Return every line of the material exactly.
-------- Recorded data --------
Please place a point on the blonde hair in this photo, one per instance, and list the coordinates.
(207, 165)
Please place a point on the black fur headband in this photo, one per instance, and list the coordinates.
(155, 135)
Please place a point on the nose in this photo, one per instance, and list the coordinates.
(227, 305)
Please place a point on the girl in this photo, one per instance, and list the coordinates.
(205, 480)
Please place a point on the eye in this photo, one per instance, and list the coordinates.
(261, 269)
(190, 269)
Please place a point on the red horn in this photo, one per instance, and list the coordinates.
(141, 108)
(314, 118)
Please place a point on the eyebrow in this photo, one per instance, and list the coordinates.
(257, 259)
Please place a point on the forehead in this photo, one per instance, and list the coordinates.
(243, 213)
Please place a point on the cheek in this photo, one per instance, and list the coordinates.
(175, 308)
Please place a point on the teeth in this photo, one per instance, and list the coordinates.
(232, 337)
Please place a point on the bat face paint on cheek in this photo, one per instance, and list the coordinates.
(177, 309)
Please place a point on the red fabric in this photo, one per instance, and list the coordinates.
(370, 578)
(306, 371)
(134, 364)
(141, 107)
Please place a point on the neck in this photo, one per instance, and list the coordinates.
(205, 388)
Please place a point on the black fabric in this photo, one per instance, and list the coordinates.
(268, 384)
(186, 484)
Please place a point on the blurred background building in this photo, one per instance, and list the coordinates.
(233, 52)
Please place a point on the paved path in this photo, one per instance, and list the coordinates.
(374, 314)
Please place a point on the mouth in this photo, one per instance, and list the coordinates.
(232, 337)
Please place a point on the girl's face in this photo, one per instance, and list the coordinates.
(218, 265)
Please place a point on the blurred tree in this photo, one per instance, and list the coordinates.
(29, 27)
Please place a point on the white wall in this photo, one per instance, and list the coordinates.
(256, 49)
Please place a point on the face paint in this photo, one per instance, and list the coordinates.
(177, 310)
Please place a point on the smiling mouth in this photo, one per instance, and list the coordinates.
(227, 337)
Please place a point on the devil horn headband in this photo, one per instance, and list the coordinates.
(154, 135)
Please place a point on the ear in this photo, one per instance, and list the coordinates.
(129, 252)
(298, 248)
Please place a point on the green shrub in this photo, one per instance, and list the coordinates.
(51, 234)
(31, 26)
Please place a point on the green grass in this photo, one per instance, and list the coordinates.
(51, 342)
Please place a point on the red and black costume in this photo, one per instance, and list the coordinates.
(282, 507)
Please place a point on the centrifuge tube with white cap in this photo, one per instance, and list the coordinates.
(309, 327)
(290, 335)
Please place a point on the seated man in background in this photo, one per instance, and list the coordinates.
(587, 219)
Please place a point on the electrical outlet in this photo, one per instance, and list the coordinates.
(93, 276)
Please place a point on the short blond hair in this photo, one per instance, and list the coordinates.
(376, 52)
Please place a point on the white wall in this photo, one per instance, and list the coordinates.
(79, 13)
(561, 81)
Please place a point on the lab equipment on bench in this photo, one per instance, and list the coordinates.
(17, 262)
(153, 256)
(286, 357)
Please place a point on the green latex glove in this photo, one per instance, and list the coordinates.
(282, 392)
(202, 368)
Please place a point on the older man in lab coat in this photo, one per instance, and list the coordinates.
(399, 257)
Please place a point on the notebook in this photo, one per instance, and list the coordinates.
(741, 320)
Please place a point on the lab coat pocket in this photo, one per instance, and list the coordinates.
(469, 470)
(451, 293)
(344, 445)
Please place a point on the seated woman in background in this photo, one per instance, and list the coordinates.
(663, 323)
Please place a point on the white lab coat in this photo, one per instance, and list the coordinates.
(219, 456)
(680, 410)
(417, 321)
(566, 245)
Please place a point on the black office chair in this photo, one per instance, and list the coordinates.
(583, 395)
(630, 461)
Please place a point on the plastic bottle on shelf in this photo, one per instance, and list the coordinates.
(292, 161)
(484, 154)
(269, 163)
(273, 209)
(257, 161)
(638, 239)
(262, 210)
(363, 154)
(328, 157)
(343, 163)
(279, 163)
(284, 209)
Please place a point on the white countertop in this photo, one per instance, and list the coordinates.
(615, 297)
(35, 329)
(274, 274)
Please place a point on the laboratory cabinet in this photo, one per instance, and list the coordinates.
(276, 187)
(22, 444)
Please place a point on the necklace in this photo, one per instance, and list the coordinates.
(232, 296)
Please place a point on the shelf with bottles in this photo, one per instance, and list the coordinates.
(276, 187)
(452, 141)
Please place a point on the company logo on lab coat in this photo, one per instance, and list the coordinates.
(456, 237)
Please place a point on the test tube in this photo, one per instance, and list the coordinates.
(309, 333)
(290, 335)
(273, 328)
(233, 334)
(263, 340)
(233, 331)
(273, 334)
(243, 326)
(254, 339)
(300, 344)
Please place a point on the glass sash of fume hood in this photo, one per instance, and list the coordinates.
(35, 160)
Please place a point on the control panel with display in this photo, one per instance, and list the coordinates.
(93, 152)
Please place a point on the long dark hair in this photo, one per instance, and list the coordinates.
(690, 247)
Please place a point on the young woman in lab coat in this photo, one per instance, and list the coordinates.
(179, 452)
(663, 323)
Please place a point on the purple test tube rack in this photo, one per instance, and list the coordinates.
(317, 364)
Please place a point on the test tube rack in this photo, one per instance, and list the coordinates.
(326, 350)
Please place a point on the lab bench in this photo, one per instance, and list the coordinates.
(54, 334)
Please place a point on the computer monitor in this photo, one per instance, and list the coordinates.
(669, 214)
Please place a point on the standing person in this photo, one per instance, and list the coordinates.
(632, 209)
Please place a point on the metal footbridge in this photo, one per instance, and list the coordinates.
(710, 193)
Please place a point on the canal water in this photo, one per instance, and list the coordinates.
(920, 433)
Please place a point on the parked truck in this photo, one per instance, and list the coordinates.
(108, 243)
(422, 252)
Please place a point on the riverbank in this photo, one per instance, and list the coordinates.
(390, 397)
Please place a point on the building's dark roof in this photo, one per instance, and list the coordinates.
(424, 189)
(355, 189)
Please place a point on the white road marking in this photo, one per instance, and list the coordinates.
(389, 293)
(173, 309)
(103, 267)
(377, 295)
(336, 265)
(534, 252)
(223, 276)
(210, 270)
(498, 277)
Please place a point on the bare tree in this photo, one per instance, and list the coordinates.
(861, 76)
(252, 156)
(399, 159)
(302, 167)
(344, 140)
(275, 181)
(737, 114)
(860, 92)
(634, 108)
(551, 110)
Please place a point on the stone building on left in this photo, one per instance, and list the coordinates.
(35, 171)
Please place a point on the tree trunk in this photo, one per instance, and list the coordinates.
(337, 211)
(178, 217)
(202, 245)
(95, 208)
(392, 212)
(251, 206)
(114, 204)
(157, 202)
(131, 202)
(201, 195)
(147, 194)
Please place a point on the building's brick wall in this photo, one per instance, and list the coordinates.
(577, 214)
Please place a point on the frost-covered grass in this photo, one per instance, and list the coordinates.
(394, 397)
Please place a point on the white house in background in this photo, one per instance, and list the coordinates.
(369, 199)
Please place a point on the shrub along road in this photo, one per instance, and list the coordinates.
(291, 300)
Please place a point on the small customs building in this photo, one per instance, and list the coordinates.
--------
Result of the task:
Please place a point on the blonde hair in this photo, one per instance, and list the coordinates.
(207, 165)
Please place a point on the black fur headband in this photo, one per instance, and list the coordinates.
(155, 135)
Please place a point on the nose in this photo, one per instance, and list the coordinates.
(227, 305)
Please place a point on the girl in this photo, one per instance, and list the coordinates.
(205, 480)
Please place a point on the eye in this photo, one per instance, and list the coordinates.
(261, 269)
(190, 269)
Please place a point on the red horn in this photo, one per instance, and list the coordinates.
(141, 108)
(314, 118)
Please place a point on the eyebrow in this photo, one per instance, and list the coordinates.
(257, 259)
Please place a point on the forehead in this photo, one per instance, and list the coordinates.
(243, 213)
Please place a point on the cheek in this photo, one per instance, and list the coordinates.
(175, 308)
Please place a point on the teeth in this photo, one per instance, and list the coordinates.
(232, 337)
Please place a point on the bat face paint on cheek in this photo, one per instance, and list the coordinates.
(177, 309)
Please place a point on the red fabric in this photo, one per instance, and list the coordinates.
(370, 578)
(306, 371)
(134, 364)
(141, 107)
Please place a point on the neck in this photo, one per instance, and list the coordinates.
(205, 388)
Please place a point on the black fabric in this photo, one per instance, and list the coordinates.
(268, 384)
(186, 484)
Please place a point on the blurred background building in this photo, one per instance, and list the coordinates.
(233, 52)
Please place a point on the paved path in this photo, one per instance, and list the coordinates.
(374, 314)
Please place a point on the mouth in this photo, one per instance, and list the coordinates.
(232, 337)
Please place a point on the girl's face in this photo, one per instance, and list the coordinates.
(218, 265)
Please place a point on the blurred tree in this photo, one per instance, and list the coordinates.
(29, 27)
Please place a point on the white wall in this photo, one per instance, and list the coordinates.
(256, 49)
Please place a point on the face paint in this photo, one per instance, and list the coordinates.
(177, 310)
Please place a point on the smiling mouth in this photo, one per instance, and list the coordinates.
(227, 337)
Please place a point on the devil horn headband in this photo, one per instance, and list the coordinates.
(154, 135)
Please place a point on the ear in this photo, one per instance, and list the coordinates.
(129, 252)
(298, 248)
Please place a point on the green shrub in this photo, one per instance, and list the coordinates.
(51, 234)
(31, 26)
Please place a point on the green grass in this photo, one per instance, and list the coordinates.
(51, 342)
Please place a point on the red and black costume in this photo, one per instance, and list the coordinates.
(282, 507)
Please place a point on the centrifuge tube with white cap in this photo, one per instance, and list the coordinates.
(309, 327)
(290, 335)
Please place a point on the seated man in background in this photo, one per instance, and list the coordinates.
(587, 219)
Please place a point on the electrical outlet in this photo, one per instance, and list the coordinates.
(93, 276)
Please place a point on the short blond hair in this photo, one per instance, and list the coordinates.
(376, 52)
Please place a point on the white wall in this photo, one per instance, and list the coordinates.
(79, 13)
(561, 81)
Please place a point on the lab equipment on bench in this photo, one per instance, and list the coordinates.
(17, 262)
(153, 256)
(286, 357)
Please place a point on the green latex glove in this photo, one per instance, and list the coordinates.
(282, 392)
(202, 368)
Please place a point on the older man in lab coat in this photo, one per instance, and list the coordinates.
(399, 257)
Please place a point on the notebook in this photo, one per instance, and list the coordinates.
(741, 320)
Please place a point on the lab coat pocket in this photo, one per instance, and list the coordinates.
(469, 470)
(451, 293)
(344, 445)
Please place a point on the seated woman in background in this photo, one per instance, and list the coordinates.
(663, 323)
Please place a point on the white lab coat in this photo, one per instance, and list the coordinates.
(219, 456)
(680, 410)
(417, 321)
(566, 245)
Please place a point on the black office chair in this photo, one per instance, and list the coordinates.
(583, 395)
(630, 461)
Please place a point on the plastic bottle on shelf in this photo, one per instance, and list the coordinates.
(292, 161)
(484, 154)
(269, 163)
(273, 209)
(257, 161)
(638, 239)
(262, 210)
(363, 154)
(328, 157)
(343, 163)
(279, 163)
(284, 209)
Please place a point on the white countertop in this photo, one per instance, and list the coordinates.
(615, 297)
(35, 329)
(274, 274)
Please place a point on the laboratory cabinet in this photo, one per instance, and list the coordinates.
(276, 187)
(22, 444)
Please place a point on the necklace in this photo, one per instance, and list the coordinates.
(232, 296)
Please place a point on the shelf with bottles in this photo, one per instance, and list the coordinates.
(276, 187)
(452, 141)
Please place a point on the company logo on lab coat in this photo, one per instance, and list the coordinates.
(456, 237)
Please place a point on the test tube in this photo, one per instance, and list the coordinates.
(309, 333)
(290, 335)
(273, 328)
(233, 334)
(263, 340)
(233, 331)
(273, 334)
(243, 326)
(254, 339)
(300, 344)
Please place a point on the glass sash of fume hood in this photo, one per instance, and list the coordinates.
(35, 160)
Please place a point on the control panel with display in this photo, one per instance, and list the coordinates.
(93, 152)
Please place a point on the long dark hair in this photo, one per instance, and list the coordinates.
(690, 247)
Please place a point on the young woman in lab coat in this photo, one per instance, and list the coordinates.
(179, 452)
(663, 323)
Please place a point on the purple test tube rack in this photo, one per instance, and list the coordinates.
(317, 364)
Please place a point on the test tube rack in this photo, one per instance, and list the coordinates.
(326, 350)
Please place a point on the lab bench in this photo, one per instance, and list the coordinates.
(54, 334)
Please place a point on the computer monitor in this photo, one per instance, and list the coordinates.
(669, 214)
Please place a point on the standing person in this photo, one per instance, and list the coordinates.
(632, 209)
Please place a point on the metal footbridge in this photo, one per instance, and list the coordinates.
(710, 193)
Please place a point on the canal water in this photo, one per instance, and list the coordinates.
(920, 433)
Please place a point on the parked truck in this photo, one per instance, and list the coordinates.
(108, 243)
(422, 252)
Please place a point on the riverbank in this photo, one per instance, and list the coordinates.
(390, 397)
Please place a point on the building's dark roof in this photo, one per instance, and list the coordinates.
(424, 189)
(355, 189)
Please place a point on the white road marking in this photo, one per instance, and list the coordinates.
(389, 293)
(173, 309)
(103, 267)
(377, 295)
(336, 265)
(534, 252)
(223, 276)
(210, 270)
(498, 277)
Please place a point on the bare tree in this photo, one per instance, and list the coordinates.
(861, 76)
(252, 156)
(399, 159)
(302, 167)
(344, 140)
(275, 181)
(737, 114)
(860, 92)
(634, 108)
(551, 110)
Please place a point on the stone building on left in this photo, one per instance, and list the coordinates.
(35, 171)
Please place a point on the tree trunk in this photo, one per instance, and list the coordinates.
(337, 211)
(178, 217)
(202, 245)
(95, 208)
(392, 212)
(251, 206)
(114, 204)
(157, 202)
(131, 202)
(201, 195)
(147, 194)
Please place a point on the building's brick wall in this photo, one per instance, and list the coordinates.
(577, 214)
Please place a point on the frost-covered grass in this photo, one per instance, and list the coordinates.
(394, 397)
Please place a point on the white house in background in this photo, one per instance, and list the coordinates.
(369, 199)
Please place a point on the shrub along road in this photo, one per instance, and list the coordinates.
(291, 300)
Please place a point on the small customs building in this photo, one per instance, and list the coordinates.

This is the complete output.